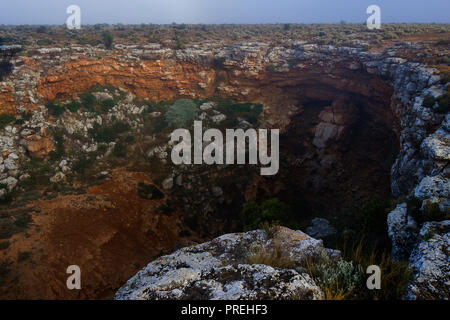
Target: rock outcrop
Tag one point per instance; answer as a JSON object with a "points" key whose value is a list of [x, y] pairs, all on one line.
{"points": [[218, 270], [317, 71], [431, 263]]}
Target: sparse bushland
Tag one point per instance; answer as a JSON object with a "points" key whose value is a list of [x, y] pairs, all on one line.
{"points": [[108, 133], [6, 68], [108, 39], [429, 101], [346, 278], [13, 223], [443, 103], [275, 257], [429, 212], [4, 245], [6, 119], [181, 114], [270, 211]]}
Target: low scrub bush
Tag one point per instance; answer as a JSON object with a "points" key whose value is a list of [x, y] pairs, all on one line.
{"points": [[443, 104], [271, 211], [54, 109], [275, 257], [6, 68], [6, 119], [181, 114], [108, 133], [149, 191], [429, 101]]}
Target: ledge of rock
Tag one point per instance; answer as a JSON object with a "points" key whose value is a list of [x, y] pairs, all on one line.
{"points": [[217, 270]]}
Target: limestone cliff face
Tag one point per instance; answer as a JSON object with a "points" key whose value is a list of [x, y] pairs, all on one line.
{"points": [[325, 99]]}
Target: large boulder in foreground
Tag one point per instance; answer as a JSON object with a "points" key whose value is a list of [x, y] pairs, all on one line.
{"points": [[219, 269], [431, 263]]}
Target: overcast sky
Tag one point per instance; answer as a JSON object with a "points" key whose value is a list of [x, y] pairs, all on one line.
{"points": [[221, 11]]}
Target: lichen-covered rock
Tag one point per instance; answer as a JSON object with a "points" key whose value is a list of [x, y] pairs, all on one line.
{"points": [[217, 270], [402, 230], [436, 189], [437, 145], [431, 263]]}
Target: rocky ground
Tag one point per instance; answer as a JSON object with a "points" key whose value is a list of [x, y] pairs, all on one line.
{"points": [[87, 122]]}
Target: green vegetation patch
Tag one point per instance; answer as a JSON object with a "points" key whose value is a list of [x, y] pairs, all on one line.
{"points": [[6, 119], [181, 114], [271, 211]]}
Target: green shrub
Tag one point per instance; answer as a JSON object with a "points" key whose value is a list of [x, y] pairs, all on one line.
{"points": [[254, 215], [6, 119], [82, 164], [149, 191], [219, 62], [73, 106], [4, 245], [107, 105], [432, 212], [108, 39], [338, 279], [429, 101], [443, 104], [108, 133], [58, 153], [181, 114], [6, 68], [271, 68], [120, 150], [55, 109]]}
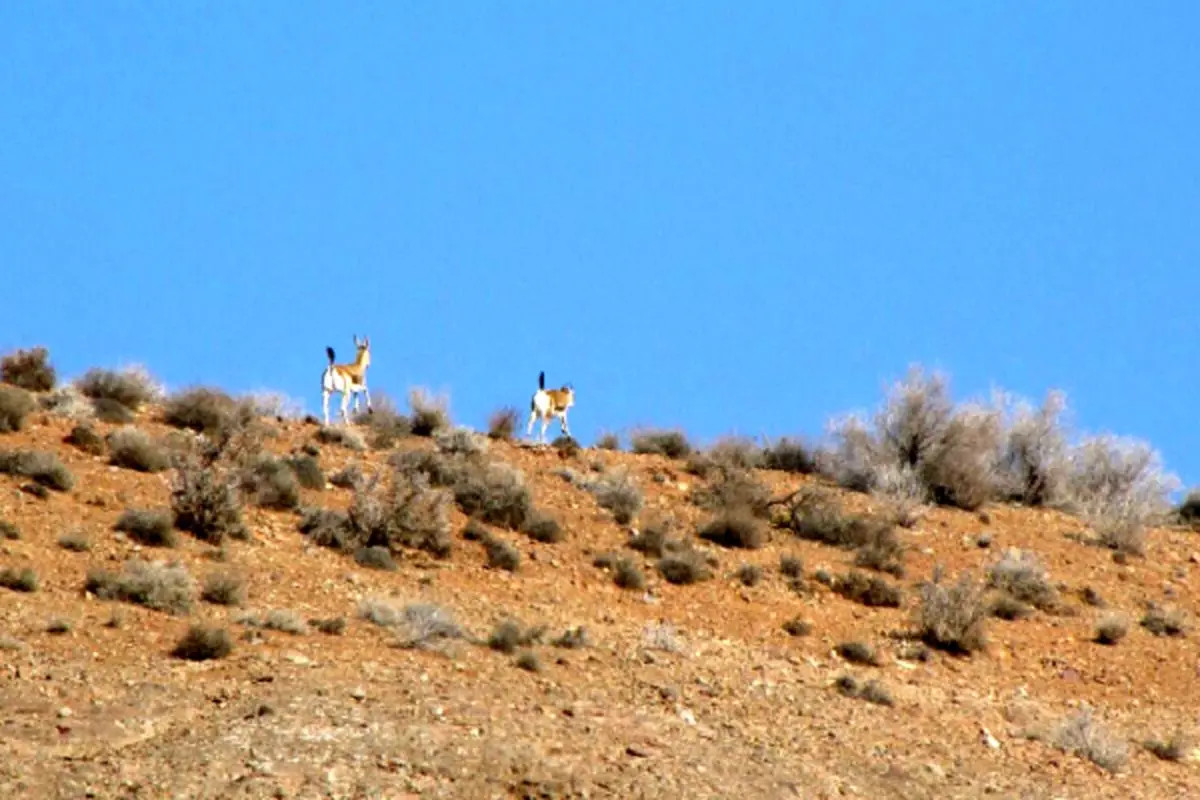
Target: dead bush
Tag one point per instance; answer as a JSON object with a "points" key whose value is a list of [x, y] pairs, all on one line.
{"points": [[161, 587], [84, 438], [737, 528], [225, 589], [683, 567], [430, 414], [1080, 734], [41, 467], [15, 405], [271, 483], [29, 370], [148, 527], [203, 643], [204, 499], [672, 444], [131, 386], [15, 579], [1117, 487], [953, 619], [503, 423], [307, 471], [1021, 576], [136, 450], [618, 492], [868, 590]]}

§ **Written request**:
Keep every word of the data as it is when you write it out, but drop the pictures.

§ **Answer**:
Target: rock outcrop
Tag one point per instance; answer as a JSON object with a "points" key whose value is a list of [x, y] pairs, all on one line.
{"points": [[218, 270], [317, 71], [431, 263]]}
Target: sparse bushland
Tag one point per instance; answer as a JSON object with a "points" key whose value is a list of [x, y] pairs, all on one line.
{"points": [[108, 133], [6, 68], [108, 39], [429, 101], [346, 278], [13, 223], [443, 103], [275, 257], [429, 212], [4, 245], [6, 119], [181, 114], [270, 211]]}
Target: low scrub bush
Tag one point per instance; answer as a JSON object with a "points" key whose value is a list of [x, y] pairs, all on one line.
{"points": [[443, 104], [271, 211], [54, 109], [275, 257], [6, 68], [6, 119], [181, 114], [108, 133], [149, 191], [429, 101]]}
Target: ledge of rock
Tag one point per instance; answer as a JSON object with a "points" key whose value is a list of [x, y] pairs, all on one line.
{"points": [[217, 270]]}
Target: limestone cliff face
Tag one point per instance; answer as a JSON object with a "points" key whose value is a list of [x, y] pairs, all on one line.
{"points": [[325, 99]]}
Target: large boulder in foreground
Tag one point per instance; answer as a JSON object with a "points" key whose value is a list of [x, y] pairs, all on one line.
{"points": [[219, 269], [431, 263]]}
Target: overcast sky
Tag one point per instance; answer as a JSON object with a "points" key whose value is a list of [x, y] pairs, all on one line.
{"points": [[221, 11]]}
Target: lichen-covered rock
Tag one point per instance; answer as a JSON object with a "points" key whose value is a list of [x, y] pairs, all on one line.
{"points": [[217, 270], [402, 230], [436, 189], [437, 145], [431, 263]]}
Target: rocky ground
Tag one point per instance; answer as a JSON object with a "points" key whose value is a list of [x, y] pairs, all on one line.
{"points": [[87, 122]]}
Target: green vegetation patch
Tag one point per instance; answer as a JSON object with a "points" key whose value is a list of [x, y] pairs, all on one line.
{"points": [[6, 119], [181, 114], [271, 211]]}
Target: green shrub
Tag one point per instance; answer as a JSON object with a "points" key whose value is a list of [x, y] pairs, all on one line.
{"points": [[254, 215], [6, 119], [82, 164], [149, 191], [219, 62], [73, 106], [4, 245], [107, 105], [432, 212], [108, 39], [338, 279], [429, 101], [443, 104], [108, 133], [58, 153], [181, 114], [6, 68], [271, 68], [120, 150], [55, 109]]}
Target: dead bush
Tag one point per instance; answer as a JSON object with a "points" key whose value is a list of [x, y] pairs, all on one line.
{"points": [[161, 587], [84, 438], [737, 528], [225, 589], [683, 567], [430, 414], [1080, 734], [41, 467], [15, 405], [271, 483], [29, 370], [148, 527], [203, 643], [204, 499], [672, 444], [131, 386], [15, 579], [1117, 487], [953, 619], [503, 423], [307, 471], [1021, 576], [136, 450], [618, 492], [868, 590]]}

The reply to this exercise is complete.